[Source data]

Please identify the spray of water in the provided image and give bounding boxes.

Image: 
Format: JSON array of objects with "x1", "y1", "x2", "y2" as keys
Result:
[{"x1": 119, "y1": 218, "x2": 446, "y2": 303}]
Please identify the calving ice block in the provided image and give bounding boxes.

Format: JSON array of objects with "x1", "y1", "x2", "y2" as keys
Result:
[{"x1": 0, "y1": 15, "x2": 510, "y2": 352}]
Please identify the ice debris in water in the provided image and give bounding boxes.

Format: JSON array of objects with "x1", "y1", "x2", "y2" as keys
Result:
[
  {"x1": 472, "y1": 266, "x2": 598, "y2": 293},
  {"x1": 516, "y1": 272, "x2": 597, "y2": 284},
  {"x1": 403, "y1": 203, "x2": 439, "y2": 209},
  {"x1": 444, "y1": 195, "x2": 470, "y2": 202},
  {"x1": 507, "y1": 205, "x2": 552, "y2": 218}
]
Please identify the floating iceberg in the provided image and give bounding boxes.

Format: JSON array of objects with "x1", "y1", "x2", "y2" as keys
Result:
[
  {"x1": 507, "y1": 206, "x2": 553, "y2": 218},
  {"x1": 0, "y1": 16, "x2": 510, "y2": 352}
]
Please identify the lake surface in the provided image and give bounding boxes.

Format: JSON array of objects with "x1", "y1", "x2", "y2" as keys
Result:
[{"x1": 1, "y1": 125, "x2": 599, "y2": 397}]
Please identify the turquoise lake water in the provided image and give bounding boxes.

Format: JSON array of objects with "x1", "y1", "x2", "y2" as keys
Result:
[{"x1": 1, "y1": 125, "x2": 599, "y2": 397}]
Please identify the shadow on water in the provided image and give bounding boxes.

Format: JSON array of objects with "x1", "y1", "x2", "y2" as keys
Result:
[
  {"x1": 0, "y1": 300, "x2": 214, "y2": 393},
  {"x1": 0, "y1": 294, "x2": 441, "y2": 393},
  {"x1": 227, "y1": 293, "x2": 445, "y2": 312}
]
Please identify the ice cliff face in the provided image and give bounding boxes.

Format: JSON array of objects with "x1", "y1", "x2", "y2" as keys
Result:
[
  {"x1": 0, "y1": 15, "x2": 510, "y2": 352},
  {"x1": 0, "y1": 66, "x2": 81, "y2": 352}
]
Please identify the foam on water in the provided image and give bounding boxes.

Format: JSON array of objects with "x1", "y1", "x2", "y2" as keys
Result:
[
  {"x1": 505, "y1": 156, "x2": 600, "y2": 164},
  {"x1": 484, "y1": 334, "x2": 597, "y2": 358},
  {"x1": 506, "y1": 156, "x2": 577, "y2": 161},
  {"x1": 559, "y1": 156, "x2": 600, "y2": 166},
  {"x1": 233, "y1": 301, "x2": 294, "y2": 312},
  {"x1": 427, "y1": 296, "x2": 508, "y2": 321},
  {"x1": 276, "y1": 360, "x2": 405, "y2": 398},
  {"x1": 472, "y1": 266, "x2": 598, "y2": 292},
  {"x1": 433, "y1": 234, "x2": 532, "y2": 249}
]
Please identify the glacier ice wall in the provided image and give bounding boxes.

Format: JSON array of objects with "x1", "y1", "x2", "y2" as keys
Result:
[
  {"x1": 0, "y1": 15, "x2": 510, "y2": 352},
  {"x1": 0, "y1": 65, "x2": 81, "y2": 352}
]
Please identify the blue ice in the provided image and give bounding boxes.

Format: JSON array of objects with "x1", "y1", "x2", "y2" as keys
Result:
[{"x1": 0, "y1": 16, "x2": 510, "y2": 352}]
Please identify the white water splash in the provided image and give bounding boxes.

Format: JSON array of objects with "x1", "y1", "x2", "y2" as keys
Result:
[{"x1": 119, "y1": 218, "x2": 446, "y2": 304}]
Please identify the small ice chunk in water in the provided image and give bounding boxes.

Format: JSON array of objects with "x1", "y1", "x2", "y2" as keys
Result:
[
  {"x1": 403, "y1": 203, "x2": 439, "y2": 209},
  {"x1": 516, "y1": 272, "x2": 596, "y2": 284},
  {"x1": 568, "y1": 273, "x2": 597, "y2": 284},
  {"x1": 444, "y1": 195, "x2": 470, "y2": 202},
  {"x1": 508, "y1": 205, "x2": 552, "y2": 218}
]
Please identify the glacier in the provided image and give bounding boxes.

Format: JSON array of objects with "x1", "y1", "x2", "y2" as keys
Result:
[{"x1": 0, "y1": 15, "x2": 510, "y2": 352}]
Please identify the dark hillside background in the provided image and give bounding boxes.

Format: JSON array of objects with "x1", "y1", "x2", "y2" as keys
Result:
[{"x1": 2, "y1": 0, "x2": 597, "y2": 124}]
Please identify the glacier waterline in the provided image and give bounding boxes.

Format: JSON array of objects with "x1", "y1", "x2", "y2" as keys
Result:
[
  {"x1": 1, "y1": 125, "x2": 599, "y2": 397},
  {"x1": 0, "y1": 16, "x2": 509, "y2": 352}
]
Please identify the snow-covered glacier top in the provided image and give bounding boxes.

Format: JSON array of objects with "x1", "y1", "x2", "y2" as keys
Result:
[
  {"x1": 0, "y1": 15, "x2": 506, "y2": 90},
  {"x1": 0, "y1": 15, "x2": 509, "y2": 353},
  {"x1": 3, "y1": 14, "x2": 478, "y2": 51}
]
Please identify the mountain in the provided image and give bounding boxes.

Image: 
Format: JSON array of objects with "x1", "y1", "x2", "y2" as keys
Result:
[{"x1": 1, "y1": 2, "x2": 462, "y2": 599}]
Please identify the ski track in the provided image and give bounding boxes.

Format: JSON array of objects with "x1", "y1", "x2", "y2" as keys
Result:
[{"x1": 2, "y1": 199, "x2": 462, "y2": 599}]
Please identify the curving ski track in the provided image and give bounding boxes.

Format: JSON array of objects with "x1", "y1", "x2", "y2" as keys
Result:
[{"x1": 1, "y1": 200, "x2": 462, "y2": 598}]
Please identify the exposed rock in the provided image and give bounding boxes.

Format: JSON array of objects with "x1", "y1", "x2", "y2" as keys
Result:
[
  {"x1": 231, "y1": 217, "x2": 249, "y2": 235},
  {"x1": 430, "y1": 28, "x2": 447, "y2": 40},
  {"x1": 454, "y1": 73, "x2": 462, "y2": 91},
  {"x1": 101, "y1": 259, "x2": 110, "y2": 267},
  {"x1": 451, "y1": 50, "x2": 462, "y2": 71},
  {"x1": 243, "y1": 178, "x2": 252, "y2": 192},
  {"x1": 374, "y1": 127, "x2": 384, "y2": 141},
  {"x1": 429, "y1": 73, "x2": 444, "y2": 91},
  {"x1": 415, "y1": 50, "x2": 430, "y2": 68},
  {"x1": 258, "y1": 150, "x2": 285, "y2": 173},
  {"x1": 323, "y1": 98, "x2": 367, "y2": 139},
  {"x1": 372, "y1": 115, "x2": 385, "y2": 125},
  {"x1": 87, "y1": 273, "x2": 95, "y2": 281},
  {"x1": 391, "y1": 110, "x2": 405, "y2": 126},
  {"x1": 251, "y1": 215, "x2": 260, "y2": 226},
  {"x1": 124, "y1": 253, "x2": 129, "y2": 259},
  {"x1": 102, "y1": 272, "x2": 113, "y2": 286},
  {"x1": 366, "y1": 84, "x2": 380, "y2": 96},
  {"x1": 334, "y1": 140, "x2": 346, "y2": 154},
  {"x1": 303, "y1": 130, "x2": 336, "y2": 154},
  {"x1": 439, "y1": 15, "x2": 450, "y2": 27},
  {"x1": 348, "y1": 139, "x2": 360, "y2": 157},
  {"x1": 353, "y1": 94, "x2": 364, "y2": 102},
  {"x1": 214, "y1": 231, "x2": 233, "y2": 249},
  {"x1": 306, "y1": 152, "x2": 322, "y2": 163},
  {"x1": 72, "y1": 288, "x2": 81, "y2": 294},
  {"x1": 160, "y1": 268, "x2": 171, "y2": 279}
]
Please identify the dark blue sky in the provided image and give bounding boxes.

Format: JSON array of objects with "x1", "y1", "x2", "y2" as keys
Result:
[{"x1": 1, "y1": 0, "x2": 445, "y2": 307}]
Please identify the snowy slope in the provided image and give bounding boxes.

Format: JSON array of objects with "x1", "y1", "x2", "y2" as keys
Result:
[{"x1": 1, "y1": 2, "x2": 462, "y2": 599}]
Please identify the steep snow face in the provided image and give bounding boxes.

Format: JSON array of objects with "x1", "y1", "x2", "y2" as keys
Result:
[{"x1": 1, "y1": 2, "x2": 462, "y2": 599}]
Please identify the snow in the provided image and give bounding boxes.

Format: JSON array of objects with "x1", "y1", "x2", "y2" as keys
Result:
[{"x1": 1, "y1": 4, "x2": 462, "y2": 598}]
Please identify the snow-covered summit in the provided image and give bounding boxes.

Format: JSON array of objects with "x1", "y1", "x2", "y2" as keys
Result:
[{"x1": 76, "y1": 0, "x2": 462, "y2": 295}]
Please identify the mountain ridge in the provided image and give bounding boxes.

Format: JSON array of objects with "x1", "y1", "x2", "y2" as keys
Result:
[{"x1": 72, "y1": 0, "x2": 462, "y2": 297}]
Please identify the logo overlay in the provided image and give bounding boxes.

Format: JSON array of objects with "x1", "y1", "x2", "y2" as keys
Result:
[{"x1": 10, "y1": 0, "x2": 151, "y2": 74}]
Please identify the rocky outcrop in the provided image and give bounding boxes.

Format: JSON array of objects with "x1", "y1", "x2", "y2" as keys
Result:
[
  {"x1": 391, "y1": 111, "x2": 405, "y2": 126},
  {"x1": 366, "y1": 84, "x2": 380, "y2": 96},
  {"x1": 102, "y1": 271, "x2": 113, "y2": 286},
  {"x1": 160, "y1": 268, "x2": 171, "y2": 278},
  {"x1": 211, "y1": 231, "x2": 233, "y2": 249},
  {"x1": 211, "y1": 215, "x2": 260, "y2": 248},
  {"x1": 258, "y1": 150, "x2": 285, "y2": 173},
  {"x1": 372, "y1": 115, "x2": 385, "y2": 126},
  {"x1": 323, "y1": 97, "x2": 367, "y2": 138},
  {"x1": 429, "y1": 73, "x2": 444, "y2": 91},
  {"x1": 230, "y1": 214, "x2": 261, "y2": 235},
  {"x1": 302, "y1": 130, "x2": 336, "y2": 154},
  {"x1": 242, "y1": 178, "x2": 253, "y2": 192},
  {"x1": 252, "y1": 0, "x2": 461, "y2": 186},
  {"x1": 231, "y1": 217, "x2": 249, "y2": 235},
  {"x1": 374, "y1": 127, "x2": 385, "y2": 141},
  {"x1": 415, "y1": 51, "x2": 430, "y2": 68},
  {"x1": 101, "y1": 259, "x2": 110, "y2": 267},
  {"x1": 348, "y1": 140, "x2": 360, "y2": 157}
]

_WORK REQUEST:_ Which lines above hold the string "track"? Show each of them.

_SOLUTION TO THE EXERCISE:_
Please identify the ski track in the provided image and give bounding boxes.
Please identify the curving ski track in the provided image and give bounding boxes.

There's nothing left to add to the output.